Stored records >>
============================================================

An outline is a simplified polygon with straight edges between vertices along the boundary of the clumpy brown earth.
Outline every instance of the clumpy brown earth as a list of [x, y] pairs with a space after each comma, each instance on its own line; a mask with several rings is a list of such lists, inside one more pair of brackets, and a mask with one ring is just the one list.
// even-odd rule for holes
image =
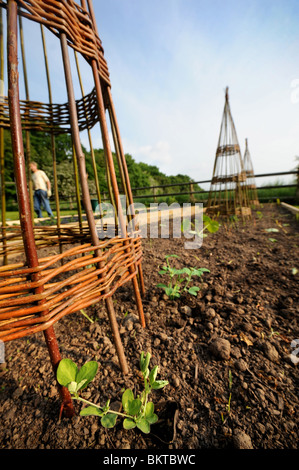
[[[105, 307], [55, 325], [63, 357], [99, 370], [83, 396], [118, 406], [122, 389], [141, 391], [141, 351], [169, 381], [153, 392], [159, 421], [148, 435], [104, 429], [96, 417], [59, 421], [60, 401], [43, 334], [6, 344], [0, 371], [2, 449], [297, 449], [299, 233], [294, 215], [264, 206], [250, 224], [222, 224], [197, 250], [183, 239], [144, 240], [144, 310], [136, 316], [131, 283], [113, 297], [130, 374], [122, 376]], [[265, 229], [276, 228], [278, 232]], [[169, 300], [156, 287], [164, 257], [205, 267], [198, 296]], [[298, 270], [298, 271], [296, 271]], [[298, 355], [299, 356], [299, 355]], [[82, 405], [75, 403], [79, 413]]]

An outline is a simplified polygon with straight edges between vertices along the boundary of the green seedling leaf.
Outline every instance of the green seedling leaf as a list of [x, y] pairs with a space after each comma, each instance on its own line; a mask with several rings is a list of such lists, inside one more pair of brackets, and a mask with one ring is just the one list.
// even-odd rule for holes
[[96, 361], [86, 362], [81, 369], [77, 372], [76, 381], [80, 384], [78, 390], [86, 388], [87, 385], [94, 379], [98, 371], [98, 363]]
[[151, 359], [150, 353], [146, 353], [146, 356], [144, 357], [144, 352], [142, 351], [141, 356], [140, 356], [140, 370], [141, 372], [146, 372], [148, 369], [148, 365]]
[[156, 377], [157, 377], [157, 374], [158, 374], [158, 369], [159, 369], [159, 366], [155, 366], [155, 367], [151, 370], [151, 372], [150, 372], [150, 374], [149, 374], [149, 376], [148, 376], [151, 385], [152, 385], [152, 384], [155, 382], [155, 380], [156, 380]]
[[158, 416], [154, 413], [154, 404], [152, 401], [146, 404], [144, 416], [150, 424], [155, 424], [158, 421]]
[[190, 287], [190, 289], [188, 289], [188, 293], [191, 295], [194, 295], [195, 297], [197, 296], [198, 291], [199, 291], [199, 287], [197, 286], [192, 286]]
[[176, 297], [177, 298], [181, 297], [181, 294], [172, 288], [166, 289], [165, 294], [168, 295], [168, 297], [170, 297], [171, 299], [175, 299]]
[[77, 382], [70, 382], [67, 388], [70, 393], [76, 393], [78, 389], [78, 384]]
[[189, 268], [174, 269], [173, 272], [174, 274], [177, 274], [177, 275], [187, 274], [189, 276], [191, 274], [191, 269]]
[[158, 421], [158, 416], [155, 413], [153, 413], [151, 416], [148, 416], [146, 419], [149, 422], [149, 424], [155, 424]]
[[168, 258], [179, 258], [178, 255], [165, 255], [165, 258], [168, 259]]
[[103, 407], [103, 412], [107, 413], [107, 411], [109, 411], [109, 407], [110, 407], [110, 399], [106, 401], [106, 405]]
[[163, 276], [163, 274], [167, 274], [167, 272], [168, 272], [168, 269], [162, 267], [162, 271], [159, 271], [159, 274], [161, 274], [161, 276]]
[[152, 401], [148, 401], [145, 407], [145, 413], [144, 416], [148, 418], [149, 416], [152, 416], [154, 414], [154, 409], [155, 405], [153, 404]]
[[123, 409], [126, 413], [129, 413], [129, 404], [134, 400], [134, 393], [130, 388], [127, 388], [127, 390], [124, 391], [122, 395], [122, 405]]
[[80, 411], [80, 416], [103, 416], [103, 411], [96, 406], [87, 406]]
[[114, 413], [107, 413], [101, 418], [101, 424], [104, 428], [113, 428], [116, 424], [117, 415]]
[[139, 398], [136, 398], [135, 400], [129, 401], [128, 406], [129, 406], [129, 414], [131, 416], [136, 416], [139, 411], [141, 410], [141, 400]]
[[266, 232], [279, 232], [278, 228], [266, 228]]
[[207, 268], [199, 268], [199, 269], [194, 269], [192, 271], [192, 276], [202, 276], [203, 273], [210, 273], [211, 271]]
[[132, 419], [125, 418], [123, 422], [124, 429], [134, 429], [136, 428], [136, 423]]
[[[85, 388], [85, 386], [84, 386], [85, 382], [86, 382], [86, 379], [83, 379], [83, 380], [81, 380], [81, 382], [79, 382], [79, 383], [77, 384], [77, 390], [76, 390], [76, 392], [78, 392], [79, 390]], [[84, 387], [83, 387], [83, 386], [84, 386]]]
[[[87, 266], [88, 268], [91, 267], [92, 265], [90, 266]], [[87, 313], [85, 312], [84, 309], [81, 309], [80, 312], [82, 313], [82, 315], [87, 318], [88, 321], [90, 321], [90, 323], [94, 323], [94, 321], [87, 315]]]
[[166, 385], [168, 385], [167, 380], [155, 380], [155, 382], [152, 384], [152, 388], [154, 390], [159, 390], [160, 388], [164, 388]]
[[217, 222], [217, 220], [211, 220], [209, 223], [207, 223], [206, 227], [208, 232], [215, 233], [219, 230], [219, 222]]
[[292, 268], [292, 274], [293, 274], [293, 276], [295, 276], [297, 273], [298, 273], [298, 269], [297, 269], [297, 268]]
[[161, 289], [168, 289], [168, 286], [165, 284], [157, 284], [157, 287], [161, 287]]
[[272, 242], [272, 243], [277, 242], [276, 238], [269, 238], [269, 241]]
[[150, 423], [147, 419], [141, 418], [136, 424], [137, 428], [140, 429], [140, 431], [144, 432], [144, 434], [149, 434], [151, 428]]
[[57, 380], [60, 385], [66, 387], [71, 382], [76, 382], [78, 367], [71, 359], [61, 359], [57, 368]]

============================================================

Omit the pictures. Output every record above word for word.

An outline is a simplified polygon with straight edges between vertices along the boundary of the clumpy brown earth.
Outline every instance of the clumpy brown earth as a list of [x, y] pairs with a space after each comma, each instance on its own line; a mask with several rings is a list of such lists, inside one more pair of brackets, and a mask with one ring is just the one list.
// even-odd rule for holes
image =
[[[105, 307], [55, 325], [63, 357], [99, 370], [83, 396], [118, 406], [122, 389], [141, 391], [141, 351], [169, 381], [153, 392], [159, 421], [148, 435], [104, 429], [96, 417], [59, 421], [60, 401], [43, 334], [6, 344], [0, 371], [2, 449], [297, 449], [299, 233], [294, 215], [264, 206], [250, 224], [222, 224], [197, 250], [183, 239], [144, 240], [144, 310], [136, 316], [131, 283], [113, 297], [130, 374], [122, 376]], [[265, 229], [276, 228], [278, 232]], [[169, 300], [156, 287], [164, 257], [205, 267], [198, 296]], [[298, 270], [298, 271], [296, 271]], [[298, 355], [299, 356], [299, 355]], [[82, 405], [75, 403], [79, 413]]]

An outline is a simplified polygon with straight edges between vertices along the boundary of the green seedling leaf.
Outline every instance of the green seedling leaf as a list of [x, y] pairs with a space after each comma, each instance on its own line; a mask with several rings is a list of such lists, inside one more pair of brackets, and a mask with one ring is just the one list.
// even-odd rule for holes
[[96, 361], [86, 362], [81, 369], [77, 372], [76, 381], [80, 384], [78, 390], [86, 388], [87, 385], [94, 379], [98, 371], [98, 363]]
[[151, 359], [150, 353], [146, 353], [146, 356], [144, 357], [144, 352], [142, 351], [141, 356], [140, 356], [140, 370], [141, 372], [146, 372], [148, 369], [148, 365]]
[[156, 377], [157, 377], [157, 374], [158, 374], [158, 369], [159, 369], [159, 366], [155, 366], [155, 367], [151, 370], [151, 372], [150, 372], [150, 374], [149, 374], [149, 376], [148, 376], [151, 385], [152, 385], [152, 384], [155, 382], [155, 380], [156, 380]]
[[158, 416], [154, 413], [154, 404], [152, 401], [146, 404], [144, 416], [150, 424], [155, 424], [158, 421]]
[[190, 287], [190, 289], [188, 289], [188, 293], [191, 295], [194, 295], [195, 297], [197, 296], [198, 291], [199, 291], [199, 287], [197, 286], [192, 286]]
[[176, 297], [177, 298], [181, 297], [181, 294], [172, 288], [166, 289], [165, 294], [168, 295], [168, 297], [170, 297], [171, 299], [175, 299]]
[[77, 382], [70, 382], [67, 388], [70, 393], [76, 393], [78, 389], [78, 384]]
[[189, 268], [174, 269], [173, 272], [174, 274], [177, 274], [177, 275], [187, 274], [189, 276], [191, 274], [191, 269]]
[[158, 421], [158, 416], [155, 413], [153, 413], [151, 416], [148, 416], [146, 419], [149, 422], [149, 424], [155, 424]]
[[168, 258], [179, 258], [178, 255], [165, 255], [165, 258], [168, 259]]
[[103, 407], [103, 412], [107, 413], [107, 411], [109, 411], [109, 407], [110, 407], [110, 399], [106, 401], [106, 405]]
[[163, 276], [163, 274], [167, 274], [167, 272], [168, 272], [168, 269], [162, 267], [162, 271], [159, 271], [159, 274], [161, 274], [161, 276]]
[[152, 401], [148, 401], [145, 407], [145, 413], [144, 416], [148, 418], [149, 416], [152, 416], [154, 414], [154, 409], [155, 405], [153, 404]]
[[123, 409], [126, 413], [129, 413], [129, 404], [134, 400], [134, 393], [130, 388], [127, 388], [127, 390], [124, 391], [122, 395], [122, 405]]
[[80, 411], [80, 416], [103, 416], [103, 411], [96, 406], [87, 406]]
[[114, 413], [107, 413], [101, 418], [101, 424], [104, 428], [113, 428], [116, 424], [117, 415]]
[[139, 398], [136, 398], [135, 400], [129, 401], [128, 406], [129, 406], [129, 414], [131, 416], [136, 416], [139, 411], [141, 410], [141, 400]]
[[266, 232], [279, 232], [278, 228], [266, 228]]
[[207, 268], [199, 268], [199, 269], [194, 269], [192, 271], [192, 276], [202, 276], [203, 273], [210, 273], [211, 271]]
[[132, 419], [125, 418], [123, 422], [124, 429], [134, 429], [136, 428], [136, 423]]
[[[85, 388], [85, 386], [84, 386], [85, 382], [86, 382], [86, 379], [83, 379], [83, 380], [81, 380], [81, 382], [79, 382], [79, 383], [77, 384], [77, 390], [76, 390], [76, 392], [78, 392], [79, 390]], [[84, 387], [83, 387], [83, 386], [84, 386]]]
[[[87, 266], [88, 268], [91, 267], [92, 265], [90, 266]], [[87, 313], [85, 312], [84, 309], [81, 309], [80, 312], [82, 313], [82, 315], [87, 318], [88, 321], [90, 321], [90, 323], [94, 323], [94, 321], [87, 315]]]
[[166, 385], [168, 385], [167, 380], [155, 380], [155, 382], [152, 384], [152, 388], [154, 390], [159, 390], [160, 388], [164, 388]]
[[217, 222], [217, 220], [211, 220], [209, 223], [207, 223], [206, 227], [208, 232], [215, 233], [219, 230], [219, 222]]
[[292, 268], [292, 274], [293, 274], [293, 276], [295, 276], [297, 273], [298, 273], [298, 269], [297, 269], [297, 268]]
[[161, 289], [168, 289], [168, 286], [165, 284], [157, 284], [157, 287], [161, 287]]
[[272, 242], [272, 243], [277, 242], [276, 238], [269, 238], [269, 241]]
[[150, 423], [147, 419], [141, 418], [136, 424], [137, 428], [140, 429], [140, 431], [144, 432], [144, 434], [149, 434], [151, 428]]
[[57, 380], [60, 385], [66, 387], [71, 382], [76, 382], [78, 367], [71, 359], [61, 359], [57, 368]]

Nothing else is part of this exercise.